EXERCISE INSTRUCTIONS.
Reproduce all entries precisely, down to the last character.

SOURCE MATERIAL.
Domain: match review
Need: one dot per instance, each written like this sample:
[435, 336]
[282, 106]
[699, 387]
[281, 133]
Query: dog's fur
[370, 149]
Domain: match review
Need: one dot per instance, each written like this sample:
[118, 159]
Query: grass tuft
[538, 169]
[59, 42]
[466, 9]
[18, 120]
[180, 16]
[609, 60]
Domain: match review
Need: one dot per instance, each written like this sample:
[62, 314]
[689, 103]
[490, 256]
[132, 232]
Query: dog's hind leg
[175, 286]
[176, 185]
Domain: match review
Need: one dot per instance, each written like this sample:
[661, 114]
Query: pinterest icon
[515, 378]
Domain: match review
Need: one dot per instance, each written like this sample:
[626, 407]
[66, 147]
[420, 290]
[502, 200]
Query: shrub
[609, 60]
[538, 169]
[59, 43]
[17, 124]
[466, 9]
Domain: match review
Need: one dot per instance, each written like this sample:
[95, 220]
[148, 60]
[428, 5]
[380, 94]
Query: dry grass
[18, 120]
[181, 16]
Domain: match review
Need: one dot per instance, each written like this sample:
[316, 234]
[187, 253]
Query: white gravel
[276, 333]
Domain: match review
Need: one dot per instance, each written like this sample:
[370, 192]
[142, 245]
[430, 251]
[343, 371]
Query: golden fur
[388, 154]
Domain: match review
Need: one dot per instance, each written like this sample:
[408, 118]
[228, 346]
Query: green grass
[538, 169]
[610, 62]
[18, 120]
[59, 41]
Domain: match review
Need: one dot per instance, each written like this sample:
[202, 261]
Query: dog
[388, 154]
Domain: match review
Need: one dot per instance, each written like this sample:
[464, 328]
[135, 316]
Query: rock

RESULT OF THE EXERCISE.
Domain: match review
Need: one dot per instance, each written like this sample:
[435, 336]
[282, 106]
[699, 387]
[281, 133]
Query: dog's fur
[370, 149]
Domain: match review
Need: one dot per instance, each written like this sample:
[118, 159]
Query: grass tuft
[538, 169]
[59, 42]
[466, 9]
[18, 120]
[180, 16]
[609, 60]
Domain: match review
Need: one dot per instance, each written like this sample:
[62, 314]
[689, 103]
[490, 256]
[132, 232]
Query: dog's hind leg
[175, 286]
[176, 185]
Domain: match review
Need: one dot per instance, each written like this sample:
[661, 114]
Query: pinterest icon
[515, 378]
Domain: match review
Need: one dot per instance, each written like this sample:
[626, 407]
[66, 147]
[420, 290]
[502, 200]
Query: shrub
[609, 60]
[538, 169]
[59, 43]
[17, 124]
[466, 9]
Domain: match review
Need: one dot per instance, each written like this sample:
[95, 220]
[148, 60]
[428, 5]
[380, 94]
Query: dry grass
[18, 120]
[181, 16]
Domain: match review
Need: one dot per instance, each written like this sample:
[316, 234]
[187, 253]
Query: white gravel
[276, 333]
Domain: match review
Need: one dot per instance, each written like this sample:
[370, 192]
[142, 245]
[430, 251]
[343, 371]
Query: golden fur
[388, 154]
Domain: match review
Need: one dot per instance, each written like this sample:
[408, 118]
[228, 346]
Query: green grass
[538, 169]
[610, 62]
[18, 120]
[59, 41]
Domain: match review
Need: one dot per instance, each written like this sample:
[202, 261]
Query: dog
[388, 154]
Domain: match review
Need: one dot per instance, each written like this sample:
[464, 328]
[135, 316]
Query: rock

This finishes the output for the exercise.